Given data =
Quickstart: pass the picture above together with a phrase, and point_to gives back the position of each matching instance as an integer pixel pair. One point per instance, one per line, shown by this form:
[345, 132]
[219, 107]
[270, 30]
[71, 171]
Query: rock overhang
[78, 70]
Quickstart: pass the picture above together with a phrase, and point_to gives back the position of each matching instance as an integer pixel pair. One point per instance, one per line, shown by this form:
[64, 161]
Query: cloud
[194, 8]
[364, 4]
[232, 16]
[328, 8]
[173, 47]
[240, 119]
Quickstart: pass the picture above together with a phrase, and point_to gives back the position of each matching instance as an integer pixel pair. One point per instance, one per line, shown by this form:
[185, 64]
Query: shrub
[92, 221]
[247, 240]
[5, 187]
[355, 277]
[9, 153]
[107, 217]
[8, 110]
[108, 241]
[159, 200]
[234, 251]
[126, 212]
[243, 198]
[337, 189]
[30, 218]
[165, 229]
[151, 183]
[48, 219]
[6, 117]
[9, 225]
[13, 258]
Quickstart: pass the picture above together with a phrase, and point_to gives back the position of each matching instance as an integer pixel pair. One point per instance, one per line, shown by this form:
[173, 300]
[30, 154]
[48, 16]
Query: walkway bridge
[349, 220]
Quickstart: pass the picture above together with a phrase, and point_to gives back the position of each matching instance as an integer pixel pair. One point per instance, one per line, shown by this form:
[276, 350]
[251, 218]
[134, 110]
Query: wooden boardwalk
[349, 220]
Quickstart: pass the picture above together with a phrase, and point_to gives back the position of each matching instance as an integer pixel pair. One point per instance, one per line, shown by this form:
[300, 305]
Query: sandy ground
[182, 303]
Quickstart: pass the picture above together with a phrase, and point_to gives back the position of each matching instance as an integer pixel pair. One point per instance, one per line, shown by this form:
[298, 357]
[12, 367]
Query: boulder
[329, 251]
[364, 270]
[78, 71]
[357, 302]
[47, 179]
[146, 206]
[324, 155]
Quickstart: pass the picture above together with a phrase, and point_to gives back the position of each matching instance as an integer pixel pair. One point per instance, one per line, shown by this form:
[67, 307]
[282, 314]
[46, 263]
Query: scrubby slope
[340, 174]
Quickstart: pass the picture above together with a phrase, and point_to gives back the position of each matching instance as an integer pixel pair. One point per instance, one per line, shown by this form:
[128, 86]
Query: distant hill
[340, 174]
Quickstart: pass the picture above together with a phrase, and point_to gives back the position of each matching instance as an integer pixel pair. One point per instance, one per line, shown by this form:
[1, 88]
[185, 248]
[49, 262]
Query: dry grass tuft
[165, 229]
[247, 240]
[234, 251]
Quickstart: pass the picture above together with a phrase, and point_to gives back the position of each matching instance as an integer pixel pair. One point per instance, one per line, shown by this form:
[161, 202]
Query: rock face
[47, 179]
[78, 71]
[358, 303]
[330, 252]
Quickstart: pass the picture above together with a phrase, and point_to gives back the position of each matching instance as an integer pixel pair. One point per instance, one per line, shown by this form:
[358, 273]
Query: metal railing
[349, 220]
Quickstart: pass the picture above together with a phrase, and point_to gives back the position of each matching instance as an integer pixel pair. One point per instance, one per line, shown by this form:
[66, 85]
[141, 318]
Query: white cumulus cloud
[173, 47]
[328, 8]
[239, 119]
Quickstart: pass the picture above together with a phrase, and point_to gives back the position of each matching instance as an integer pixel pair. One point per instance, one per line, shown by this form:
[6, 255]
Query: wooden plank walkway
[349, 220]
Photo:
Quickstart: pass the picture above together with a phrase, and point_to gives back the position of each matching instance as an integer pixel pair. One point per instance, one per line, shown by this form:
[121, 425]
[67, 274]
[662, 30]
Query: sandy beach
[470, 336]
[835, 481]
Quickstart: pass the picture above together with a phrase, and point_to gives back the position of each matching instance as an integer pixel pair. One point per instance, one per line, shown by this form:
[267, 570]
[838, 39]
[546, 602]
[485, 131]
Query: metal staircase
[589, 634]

What is asked = How many of the lines above contain the string "cloud"? Case counts. Reply with the number alone.

Final result = 2